▶ Task requirements: Give the records back exactly as written, but without the images.

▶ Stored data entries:
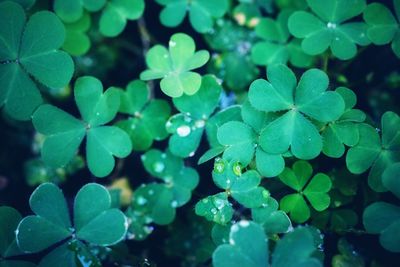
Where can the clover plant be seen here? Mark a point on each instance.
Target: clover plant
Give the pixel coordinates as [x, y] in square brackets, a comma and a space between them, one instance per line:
[218, 133]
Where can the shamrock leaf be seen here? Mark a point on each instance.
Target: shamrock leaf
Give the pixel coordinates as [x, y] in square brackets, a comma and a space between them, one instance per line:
[383, 27]
[241, 141]
[179, 179]
[201, 12]
[274, 221]
[174, 66]
[215, 208]
[93, 222]
[233, 64]
[375, 152]
[329, 27]
[30, 49]
[309, 99]
[64, 133]
[313, 189]
[73, 10]
[147, 117]
[344, 130]
[77, 42]
[188, 126]
[276, 46]
[116, 13]
[9, 219]
[248, 247]
[384, 218]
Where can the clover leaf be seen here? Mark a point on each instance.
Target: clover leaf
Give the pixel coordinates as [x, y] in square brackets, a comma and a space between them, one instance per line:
[248, 247]
[328, 27]
[344, 130]
[64, 133]
[241, 141]
[77, 42]
[9, 219]
[295, 104]
[384, 218]
[201, 12]
[313, 189]
[375, 151]
[29, 53]
[274, 221]
[179, 179]
[147, 117]
[94, 222]
[116, 13]
[232, 64]
[174, 66]
[188, 126]
[277, 46]
[383, 28]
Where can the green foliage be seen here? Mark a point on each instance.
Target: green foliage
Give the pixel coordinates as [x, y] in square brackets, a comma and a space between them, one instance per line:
[299, 102]
[330, 27]
[248, 247]
[93, 222]
[174, 66]
[313, 189]
[64, 133]
[276, 46]
[201, 12]
[9, 219]
[374, 151]
[30, 49]
[383, 28]
[384, 218]
[147, 117]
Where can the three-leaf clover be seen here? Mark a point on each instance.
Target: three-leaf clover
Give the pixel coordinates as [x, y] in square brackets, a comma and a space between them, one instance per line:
[179, 179]
[9, 219]
[296, 104]
[241, 141]
[147, 117]
[174, 66]
[276, 46]
[344, 130]
[248, 247]
[384, 218]
[77, 42]
[29, 53]
[274, 221]
[242, 187]
[314, 189]
[201, 12]
[232, 64]
[188, 126]
[375, 151]
[94, 222]
[383, 27]
[64, 133]
[329, 28]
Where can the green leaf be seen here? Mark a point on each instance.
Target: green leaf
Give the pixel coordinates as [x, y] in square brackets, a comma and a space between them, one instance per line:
[174, 66]
[116, 13]
[239, 140]
[201, 13]
[274, 221]
[215, 208]
[24, 51]
[247, 247]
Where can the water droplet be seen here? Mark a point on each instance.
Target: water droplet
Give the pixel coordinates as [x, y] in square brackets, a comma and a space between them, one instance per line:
[158, 166]
[174, 204]
[183, 130]
[244, 223]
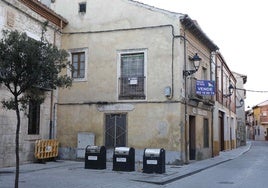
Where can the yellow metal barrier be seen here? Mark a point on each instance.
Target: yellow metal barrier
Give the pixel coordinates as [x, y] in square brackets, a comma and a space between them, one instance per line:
[45, 149]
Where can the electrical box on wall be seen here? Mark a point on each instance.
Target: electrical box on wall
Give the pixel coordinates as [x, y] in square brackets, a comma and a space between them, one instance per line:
[83, 140]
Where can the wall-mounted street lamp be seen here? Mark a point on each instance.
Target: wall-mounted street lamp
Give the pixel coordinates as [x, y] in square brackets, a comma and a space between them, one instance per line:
[196, 62]
[231, 91]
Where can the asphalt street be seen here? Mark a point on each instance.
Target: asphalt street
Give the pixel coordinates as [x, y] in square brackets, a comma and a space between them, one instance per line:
[72, 174]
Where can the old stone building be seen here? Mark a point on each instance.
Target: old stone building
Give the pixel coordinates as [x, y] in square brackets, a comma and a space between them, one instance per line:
[131, 83]
[26, 16]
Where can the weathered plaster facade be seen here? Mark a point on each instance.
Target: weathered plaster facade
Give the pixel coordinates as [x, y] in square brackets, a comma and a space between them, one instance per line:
[225, 120]
[15, 15]
[103, 32]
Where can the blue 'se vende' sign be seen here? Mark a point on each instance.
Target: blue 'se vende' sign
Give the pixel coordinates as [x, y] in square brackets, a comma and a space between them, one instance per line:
[205, 87]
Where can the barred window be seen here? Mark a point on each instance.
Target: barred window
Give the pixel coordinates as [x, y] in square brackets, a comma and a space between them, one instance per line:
[78, 63]
[132, 76]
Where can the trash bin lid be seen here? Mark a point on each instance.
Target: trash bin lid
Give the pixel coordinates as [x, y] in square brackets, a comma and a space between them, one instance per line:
[93, 149]
[121, 150]
[152, 152]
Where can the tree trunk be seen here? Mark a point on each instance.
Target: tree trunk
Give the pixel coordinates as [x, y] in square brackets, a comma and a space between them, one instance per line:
[17, 143]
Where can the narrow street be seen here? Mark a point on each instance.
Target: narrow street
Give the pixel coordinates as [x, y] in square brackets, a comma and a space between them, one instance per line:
[247, 171]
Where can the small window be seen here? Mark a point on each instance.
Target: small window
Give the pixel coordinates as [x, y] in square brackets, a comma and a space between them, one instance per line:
[78, 63]
[132, 76]
[82, 7]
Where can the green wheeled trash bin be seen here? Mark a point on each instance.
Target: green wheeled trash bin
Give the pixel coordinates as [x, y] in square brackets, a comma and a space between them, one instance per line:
[95, 157]
[124, 159]
[154, 161]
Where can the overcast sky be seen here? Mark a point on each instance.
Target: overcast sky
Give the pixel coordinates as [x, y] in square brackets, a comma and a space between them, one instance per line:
[240, 29]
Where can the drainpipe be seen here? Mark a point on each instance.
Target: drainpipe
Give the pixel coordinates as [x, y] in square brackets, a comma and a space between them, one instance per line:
[185, 106]
[51, 135]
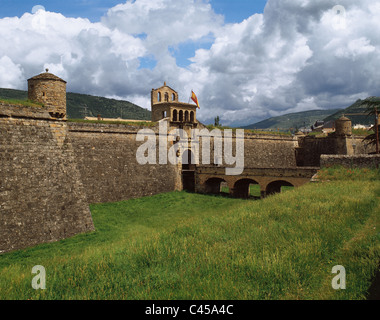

▶ Answer area:
Where can the clover plant be seen here? Mark a point on each instance.
Target: clover plant
Give the pixel coordinates as [x, y] in square brackets, a comma and a space between them, one instance per line:
[218, 133]
Where can the shamrock leaf be seen here? Mark a point on each instance.
Target: shamrock leaf
Give the pixel coordinates as [x, y] in square brackets, a comma and a space between them, one instance per line:
[383, 27]
[241, 141]
[179, 179]
[201, 12]
[274, 221]
[174, 66]
[215, 208]
[93, 222]
[233, 64]
[375, 152]
[329, 27]
[30, 49]
[309, 99]
[64, 133]
[313, 189]
[73, 10]
[147, 117]
[344, 130]
[77, 42]
[188, 126]
[276, 46]
[116, 13]
[9, 219]
[248, 247]
[384, 218]
Where can the clover leaf be seen here? Mark a point on each instance.
Target: clover leaf
Give the pixel coordinates as [x, y] in square brackets, a comma and a space between them, one instance per line:
[248, 247]
[328, 27]
[344, 130]
[64, 133]
[241, 141]
[77, 42]
[9, 219]
[295, 104]
[384, 218]
[201, 12]
[313, 189]
[375, 151]
[29, 53]
[274, 221]
[179, 179]
[147, 117]
[94, 222]
[116, 13]
[232, 64]
[174, 66]
[188, 126]
[277, 46]
[383, 28]
Where can the green foliage be seen here? Mark a point on each instance.
Target: green foliage
Give the pixel coordinates as [x, y] in square brackets, a comma and a space between them, one instance per line:
[299, 102]
[330, 27]
[248, 247]
[93, 222]
[174, 66]
[313, 189]
[64, 133]
[276, 46]
[201, 12]
[9, 219]
[374, 151]
[30, 49]
[383, 28]
[384, 218]
[147, 117]
Where can the three-leaf clover be seen here? Mark a point on each instance.
Target: three-leaf clover
Give the pixel coordinates as [x, y] in square brackets, a comma and a space between them, one instance per line:
[179, 179]
[9, 219]
[296, 104]
[241, 141]
[147, 117]
[174, 66]
[276, 46]
[344, 130]
[248, 247]
[384, 218]
[77, 42]
[29, 53]
[274, 221]
[242, 187]
[314, 189]
[201, 12]
[232, 64]
[188, 126]
[375, 151]
[94, 222]
[383, 27]
[64, 133]
[329, 28]
Where can the green leaf be seen here? Mark a point on each instance.
Target: green leaf
Give the pixel coordinates as [x, y] in square brackets, a comma and a space between them, one instance per line:
[174, 66]
[116, 13]
[239, 140]
[201, 13]
[274, 221]
[215, 208]
[24, 51]
[247, 247]
Where can the water droplet be seen here? Mark a point on each instance.
Target: water droplet
Give the pixel coordinates as [x, y] in square brackets, a comma and a space between them, one instance per line:
[158, 166]
[174, 204]
[183, 130]
[244, 223]
Where can the yellow metal barrier be seen here? Mark a point on each instance.
Target: yellow metal barrier
Give the pixel coordinates as [x, y] in square brackets, a comma and a space between them, one instance per line:
[45, 149]
Where can the electrical box on wall be seen here? Mark a point on each instance.
Target: electrical box on wall
Give the pixel coordinates as [x, y] in square brackets, a comma and a space between them, one instance per line:
[83, 140]
Where can the wall-mounted street lamp be seen here? Mark a point on each instance.
Target: wall-mounted street lamp
Give the pixel coordinates as [x, y] in square brackets, a comma and a space between them, one instance per line:
[196, 62]
[231, 91]
Where can the asphalt street be seen here? Mark a point on each instance.
Target: asphalt street
Give the pixel coordinates as [x, y] in square brackets, a comma and a space between them, one instance per line:
[72, 174]
Where can the old stone building be seen here? Mark a point on each instance.
Target: old stone building
Give the pixel coordinates as [x, y] in square brackets, a comma and a space between them, one instance per line:
[131, 83]
[26, 16]
Where can the weathered plaster facade be seen here? Mark a point on each instance.
Target: weathered plaster facade
Give the pixel coordinates as [x, y] in square brackets, a comma and a space between them, one instance per line:
[225, 120]
[15, 15]
[103, 32]
Where can the blue 'se vende' sign be seen here? Mark a point on each instance.
Target: blue 'se vende' sign
Give the pixel coordinates as [x, y] in square brackets, a comma and a space between them, one instance per line:
[205, 87]
Where can the barred window be seen here? Mark a point on each instance.
Target: barred window
Give the pixel coordinates as [x, y] in square brackets, a comma and a space between them, one instance per line:
[78, 63]
[132, 76]
Where can the trash bin lid be seen here? Mark a point on each instance.
Target: trash bin lid
Give the pixel coordinates as [x, y] in square brackets, a comma and a space between them, one instance per line:
[93, 149]
[121, 150]
[152, 152]
Where can the tree trunk be seen here? Mark a point on each instance.
Target: tree trunk
Give the pixel coordinates as [x, y] in square brackets, a comma and a space between them, one instance per line:
[17, 143]
Where can the narrow street be seen here? Mark a point on each instance.
Target: narrow street
Give the pixel coordinates as [x, y] in square brackets, a comma and a space between them, one instance per line:
[247, 171]
Where can the small window be seen here? Mark a point on each instance.
Target: small window
Give the pixel coordinates as [x, y] in square brackets, a comma and a space between them, one instance per line:
[78, 63]
[132, 76]
[82, 7]
Where can the green wheeled trash bin be seen here? Mark a point on each instance.
Target: green wheeled trash bin
Give the pixel coordinates as [x, y] in square brackets, a comma and a space between them, one instance per line:
[95, 157]
[124, 159]
[154, 161]
Where can the overcast sky be seen here? Mark a point on each instance.
Target: overcast sky
Give the pixel coordinates as [x, y] in square brackets, a comma and a space between them, one instance per line:
[240, 29]
Where can the drainpipe be seen here? Mark a point on each instance.
Target: drainpipe
Give the pixel coordinates as [x, y] in square brackets, a comma and a space between them, one instance per line:
[185, 106]
[51, 135]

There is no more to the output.